[DOCUMENT SECTION]

# N1 R34 Nismo Z Tune



## Leggy pete (Jun 12, 2002)

Lets see some pics of this work of art.


----------



## dinges (May 21, 2004)

http://www.nismo.co.jp/Z-tune/index.html


----------



## psd1 (May 15, 2004)

dinges said:


> http://www.nismo.co.jp/Z-tune/index.html


Sickening...


----------



## Snowgasm (Sep 10, 2004)

Well........ since I am going to win this years statelottery...... (20 mil. €).... put one on hold for me.....


----------



## hodgie (Oct 23, 2003)

In a fair world, everyone would have one


----------



## Trev (Nov 1, 2003)

Yes please.


----------



## DANI3L (Dec 31, 2004)

class car


----------



## Whitewheels (Nov 12, 2003)

BNR32 
Not as extreme but very very nice .....too


----------



## bat man (Jan 3, 2005)

wow very nice


----------



## R32_GODZILLA (Sep 24, 2003)

I've created a couple of wallpapers of the beautiful Nismo R34 GT-R Z-Tune. Here they are:


















Steve.


----------



## skymania (May 28, 2004)

Nice work! :smokin:


----------



## Typhoon (Oct 7, 2002)

That is an amazing car....


----------



## IanH (Nov 23, 2002)

Amazing how similar it looks to Cems old car (Nitos new one, lucky git ).

Should have copyrighted it mate


----------



## xsvoid (Sep 15, 2002)

*Anyone know the name of those blacnk Nismo alloys*

and where I can get them ??

Cheers,

Umar.


----------



## xsvoid (Sep 15, 2002)

*ignore that last comment*

found out they are LM GT4 GT500 Model Black Color 18 x 9.5J .

helps if I actually read the spec sheet.


----------



## umr4n (Aug 26, 2004)

thats madd


----------



## Toby Broom (Aug 25, 2003)

The black Nismo Alloys were made in ~2001 they only made 200 sets and you can't get them anymore unless you buy a Z-Tune


----------



## psd1 (May 15, 2004)

Toby Broom said:


> The black Nismo Alloys were made in ~2001 they only made 200 sets and you can't get them anymore unless you buy a Z-Tune


But you can still get the TE 37 Ray's wheel right? Then find 4 Nismo stickers...!!!


----------



## xsvoid (Sep 15, 2002)

LOL !!



psd1 said:


> But you can still get the TE 37 Ray's wheel right? Then find 4 Nismo stickers...!!!


----------



## Toby Broom (Aug 25, 2003)

Well you could buy some GT4's get them painted in black and buy the stickers. Or you could do what I did buy a 2nd hand set.

BTW the stickers are ~£65


----------



## stew-s (Sep 16, 2004)

if that car was a woman,id want to marry it....or something like that.


----------



## kj_mini (Jan 22, 2005)

that car is beautiful. wonder if they'd part exchange my car and house, BMX, PS2 and a few DVDs.

:'(


----------



## GTRalex (Jan 21, 2005)

I WANT ONE!!!!!!!!!!!!!!!  

IF I ONE THE LOTTERY first thing i would do is order one of them  

alex


----------



## stew-s (Sep 16, 2004)

GTRalex said:


> I WANT ONE!!!!!!!!!!!!!!!
> 
> IF I ONE THE LOTTERY first thing i would do is order one of them
> 
> alex


i almost had 6 numbers last night. got 5...but on two lines. and the 6th number was one out.


----------



## GTRalex (Jan 21, 2005)

OH KNOW MATE I FEEL FOR YA   

WOULD YOU DO THE SAME AS ME AND GET ONE OF THOSE :smokin: 

ALEX


----------

[INFORMATION SHOWN]

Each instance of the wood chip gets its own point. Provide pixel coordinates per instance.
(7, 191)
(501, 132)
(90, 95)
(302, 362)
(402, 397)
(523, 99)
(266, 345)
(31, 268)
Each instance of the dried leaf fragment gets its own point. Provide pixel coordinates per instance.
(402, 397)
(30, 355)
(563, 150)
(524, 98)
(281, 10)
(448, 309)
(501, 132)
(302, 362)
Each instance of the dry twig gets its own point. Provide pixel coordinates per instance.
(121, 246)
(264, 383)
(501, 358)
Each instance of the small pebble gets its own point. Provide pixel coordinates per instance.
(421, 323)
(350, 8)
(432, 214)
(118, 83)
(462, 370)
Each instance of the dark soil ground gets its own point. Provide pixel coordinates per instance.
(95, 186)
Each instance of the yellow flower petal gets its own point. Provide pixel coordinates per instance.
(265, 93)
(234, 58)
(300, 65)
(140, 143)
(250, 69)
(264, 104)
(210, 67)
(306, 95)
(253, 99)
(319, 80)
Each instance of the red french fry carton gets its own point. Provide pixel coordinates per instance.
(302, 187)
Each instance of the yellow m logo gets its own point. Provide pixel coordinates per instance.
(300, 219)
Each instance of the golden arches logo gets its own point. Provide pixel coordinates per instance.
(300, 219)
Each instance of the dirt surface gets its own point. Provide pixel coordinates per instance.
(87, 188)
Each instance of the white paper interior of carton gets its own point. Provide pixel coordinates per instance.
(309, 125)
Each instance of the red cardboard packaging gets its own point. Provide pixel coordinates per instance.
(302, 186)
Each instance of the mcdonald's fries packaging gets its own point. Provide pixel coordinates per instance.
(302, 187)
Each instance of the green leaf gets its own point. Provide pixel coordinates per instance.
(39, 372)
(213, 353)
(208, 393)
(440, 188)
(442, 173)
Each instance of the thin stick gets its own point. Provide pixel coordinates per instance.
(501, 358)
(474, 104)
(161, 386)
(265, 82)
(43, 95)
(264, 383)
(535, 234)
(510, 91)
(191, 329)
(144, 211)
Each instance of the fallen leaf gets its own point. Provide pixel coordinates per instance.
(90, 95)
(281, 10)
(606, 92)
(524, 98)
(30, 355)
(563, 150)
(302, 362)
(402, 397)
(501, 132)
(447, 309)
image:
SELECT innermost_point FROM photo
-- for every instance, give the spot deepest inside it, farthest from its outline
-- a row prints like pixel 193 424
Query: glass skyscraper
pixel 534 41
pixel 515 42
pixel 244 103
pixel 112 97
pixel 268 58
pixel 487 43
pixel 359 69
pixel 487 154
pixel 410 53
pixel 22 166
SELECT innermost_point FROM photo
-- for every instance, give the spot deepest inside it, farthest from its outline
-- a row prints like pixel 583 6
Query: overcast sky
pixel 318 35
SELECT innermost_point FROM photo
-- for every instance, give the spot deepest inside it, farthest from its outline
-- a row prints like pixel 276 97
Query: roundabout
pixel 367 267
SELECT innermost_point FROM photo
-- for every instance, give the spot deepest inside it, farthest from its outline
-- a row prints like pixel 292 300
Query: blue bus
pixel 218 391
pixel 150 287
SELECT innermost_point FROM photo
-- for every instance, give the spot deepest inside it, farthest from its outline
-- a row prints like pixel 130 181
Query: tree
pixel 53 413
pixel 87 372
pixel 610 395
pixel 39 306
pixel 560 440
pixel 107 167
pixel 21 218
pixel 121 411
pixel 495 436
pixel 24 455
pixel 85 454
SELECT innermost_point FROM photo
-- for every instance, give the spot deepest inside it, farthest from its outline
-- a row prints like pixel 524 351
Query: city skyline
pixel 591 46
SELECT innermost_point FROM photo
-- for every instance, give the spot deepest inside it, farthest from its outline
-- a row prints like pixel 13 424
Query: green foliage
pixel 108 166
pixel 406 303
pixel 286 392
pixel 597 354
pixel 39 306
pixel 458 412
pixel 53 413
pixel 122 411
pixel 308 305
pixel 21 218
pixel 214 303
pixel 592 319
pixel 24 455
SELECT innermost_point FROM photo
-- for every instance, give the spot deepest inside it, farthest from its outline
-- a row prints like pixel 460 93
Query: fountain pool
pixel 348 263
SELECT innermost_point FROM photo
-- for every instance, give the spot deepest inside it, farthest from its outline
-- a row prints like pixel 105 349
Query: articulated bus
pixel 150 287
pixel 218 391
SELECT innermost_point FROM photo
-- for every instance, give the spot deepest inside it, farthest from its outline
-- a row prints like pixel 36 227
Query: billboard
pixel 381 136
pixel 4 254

[AIM A]
In the Z-Tune thread, how many sets of the black Nismo alloys were made?
[AIM B]
Rewrite the Z-Tune thread from "if that car" to "a few DVDs.", putting "trade" in place of "part exchange".
The entries have nothing to do with the Z-Tune thread.

[EXERCISE ANSWER A]
200 sets.

[EXERCISE ANSWER B]
if that car was a woman,id want to marry it....or something like that.


----------



## kj_mini (Jan 22, 2005)

that car is beautiful. wonder if they'd trade my car and house, BMX, PS2 and a few DVDs.